Provided entries =
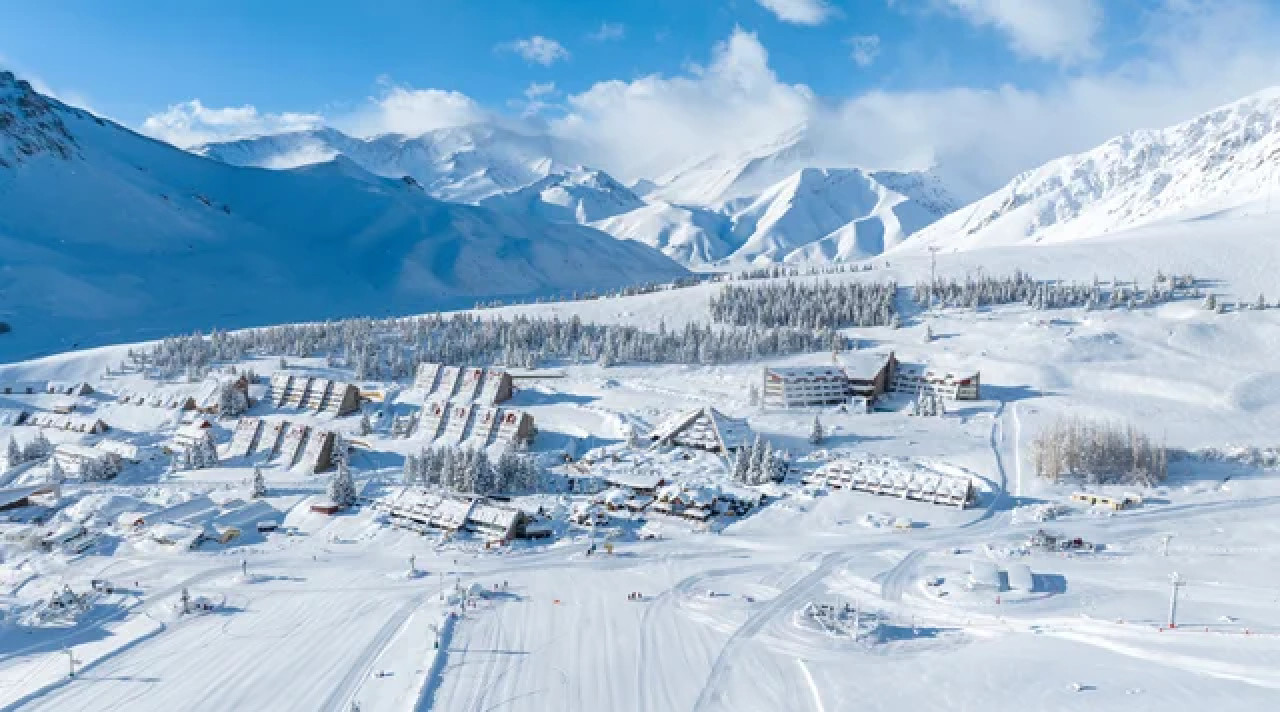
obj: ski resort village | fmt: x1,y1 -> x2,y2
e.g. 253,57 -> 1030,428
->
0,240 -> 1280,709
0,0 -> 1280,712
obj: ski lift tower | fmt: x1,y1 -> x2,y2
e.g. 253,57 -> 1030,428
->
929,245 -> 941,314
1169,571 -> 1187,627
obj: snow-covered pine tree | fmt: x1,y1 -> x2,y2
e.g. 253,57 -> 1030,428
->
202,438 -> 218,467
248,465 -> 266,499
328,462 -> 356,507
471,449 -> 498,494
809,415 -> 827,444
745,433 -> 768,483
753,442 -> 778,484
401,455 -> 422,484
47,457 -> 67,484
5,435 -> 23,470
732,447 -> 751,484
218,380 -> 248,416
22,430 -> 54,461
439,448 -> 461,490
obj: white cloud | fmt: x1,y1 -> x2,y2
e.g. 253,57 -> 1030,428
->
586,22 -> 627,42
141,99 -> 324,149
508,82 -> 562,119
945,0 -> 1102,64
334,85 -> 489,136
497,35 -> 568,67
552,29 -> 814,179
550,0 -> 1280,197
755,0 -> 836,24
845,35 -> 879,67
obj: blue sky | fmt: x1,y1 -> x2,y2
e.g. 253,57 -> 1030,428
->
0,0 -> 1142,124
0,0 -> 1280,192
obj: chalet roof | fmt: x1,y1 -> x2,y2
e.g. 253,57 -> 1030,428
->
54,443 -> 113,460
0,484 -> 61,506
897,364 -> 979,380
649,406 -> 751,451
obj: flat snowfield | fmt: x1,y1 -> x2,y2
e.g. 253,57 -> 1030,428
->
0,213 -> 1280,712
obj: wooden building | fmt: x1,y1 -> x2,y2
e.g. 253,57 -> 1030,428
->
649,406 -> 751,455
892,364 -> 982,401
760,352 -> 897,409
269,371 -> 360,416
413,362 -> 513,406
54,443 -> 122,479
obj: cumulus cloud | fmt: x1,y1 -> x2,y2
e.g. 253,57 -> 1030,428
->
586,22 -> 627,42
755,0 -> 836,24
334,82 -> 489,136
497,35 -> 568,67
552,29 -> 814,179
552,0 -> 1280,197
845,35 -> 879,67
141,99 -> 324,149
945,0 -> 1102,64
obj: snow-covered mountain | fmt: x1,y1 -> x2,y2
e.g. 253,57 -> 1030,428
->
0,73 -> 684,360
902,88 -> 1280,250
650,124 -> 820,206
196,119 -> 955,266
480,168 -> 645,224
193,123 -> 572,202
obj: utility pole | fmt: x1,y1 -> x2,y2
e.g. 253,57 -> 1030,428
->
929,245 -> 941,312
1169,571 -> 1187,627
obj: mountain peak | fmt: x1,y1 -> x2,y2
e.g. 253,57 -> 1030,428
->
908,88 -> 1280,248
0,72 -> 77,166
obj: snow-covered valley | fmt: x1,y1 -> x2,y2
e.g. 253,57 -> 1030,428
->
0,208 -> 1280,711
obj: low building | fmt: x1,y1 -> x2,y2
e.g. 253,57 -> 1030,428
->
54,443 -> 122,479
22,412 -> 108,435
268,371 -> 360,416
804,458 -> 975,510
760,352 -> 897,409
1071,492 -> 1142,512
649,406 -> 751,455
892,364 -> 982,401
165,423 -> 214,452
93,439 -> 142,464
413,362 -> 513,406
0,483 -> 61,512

What needs to be done = Copy these records word for word, with the pictures left out of your copy.

Task result =
obj: ski resort village | fmt: x1,y1 -> x2,y2
e.g. 253,57 -> 1030,428
->
0,240 -> 1280,709
0,0 -> 1280,712
obj: ski lift tower | fmt: x1,y1 -> x2,y2
e.g. 253,57 -> 1030,428
->
929,245 -> 941,314
1169,571 -> 1187,627
obj: snow-covered pine tree | fmt: x1,y1 -> x2,y2
e.g. 253,57 -> 1030,428
->
202,438 -> 218,467
248,465 -> 266,499
328,462 -> 356,507
471,449 -> 498,494
809,415 -> 827,444
745,433 -> 768,483
753,442 -> 778,484
401,455 -> 422,484
47,457 -> 67,484
5,435 -> 23,470
732,447 -> 751,484
218,380 -> 248,416
22,430 -> 54,461
439,448 -> 461,490
obj: white cloud | fmt: x1,y1 -> x2,y2
e.g. 253,57 -> 1030,428
->
586,22 -> 627,42
141,99 -> 324,149
508,82 -> 562,119
945,0 -> 1102,64
334,85 -> 489,136
497,35 -> 568,67
552,29 -> 814,179
550,0 -> 1280,197
755,0 -> 836,24
845,35 -> 879,67
obj: blue sky | fmt: x1,y1 -> x2,y2
e.g. 253,57 -> 1030,428
->
0,0 -> 1142,124
0,0 -> 1280,192
obj: chalet roof | fmt: x1,y1 -> x2,y2
e.g. 253,57 -> 1030,428
->
54,443 -> 113,460
0,484 -> 61,506
897,364 -> 979,380
649,406 -> 751,451
obj: flat snowfield | fmt: x1,y1 -> x2,y2
e.g. 253,57 -> 1030,428
->
0,213 -> 1280,712
obj: wooden building | fmt: x1,y1 -> x2,y2
e.g. 253,57 -> 1030,428
->
649,406 -> 751,455
892,364 -> 982,401
760,352 -> 897,409
269,371 -> 360,416
413,362 -> 513,406
54,443 -> 122,479
obj: cumulus cloud | fmt: x1,y1 -> x2,y2
e.g. 253,57 -> 1030,428
->
586,22 -> 627,42
755,0 -> 836,24
334,82 -> 489,136
497,35 -> 568,67
552,29 -> 814,179
552,0 -> 1280,197
845,35 -> 879,67
141,99 -> 324,149
945,0 -> 1102,64
obj: snow-covered mountain | fmt: x1,y1 -> x2,y2
e.g. 253,57 -> 1030,428
->
0,73 -> 684,360
902,88 -> 1280,250
650,124 -> 820,206
196,119 -> 955,266
480,168 -> 645,224
193,123 -> 572,202
obj: utility pole | fmt: x1,y1 -> x2,y2
e.g. 253,57 -> 1030,428
->
929,245 -> 941,312
1169,571 -> 1187,627
obj: mountain peak | fmt: x1,y1 -> x2,y2
e.g. 253,57 -> 1030,428
->
908,88 -> 1280,248
0,72 -> 77,166
obj: snow-covered valley | fmt: x1,y1 -> x2,y2
e.g. 253,57 -> 1030,428
->
0,208 -> 1280,711
obj: low building | fmt: x1,y1 -> x2,y2
e.g. 253,57 -> 1030,428
->
54,443 -> 122,479
22,412 -> 108,435
268,371 -> 360,416
804,458 -> 975,510
760,352 -> 897,409
1071,492 -> 1142,512
649,406 -> 751,455
892,364 -> 982,401
165,423 -> 214,452
93,439 -> 142,464
413,362 -> 513,406
0,483 -> 61,512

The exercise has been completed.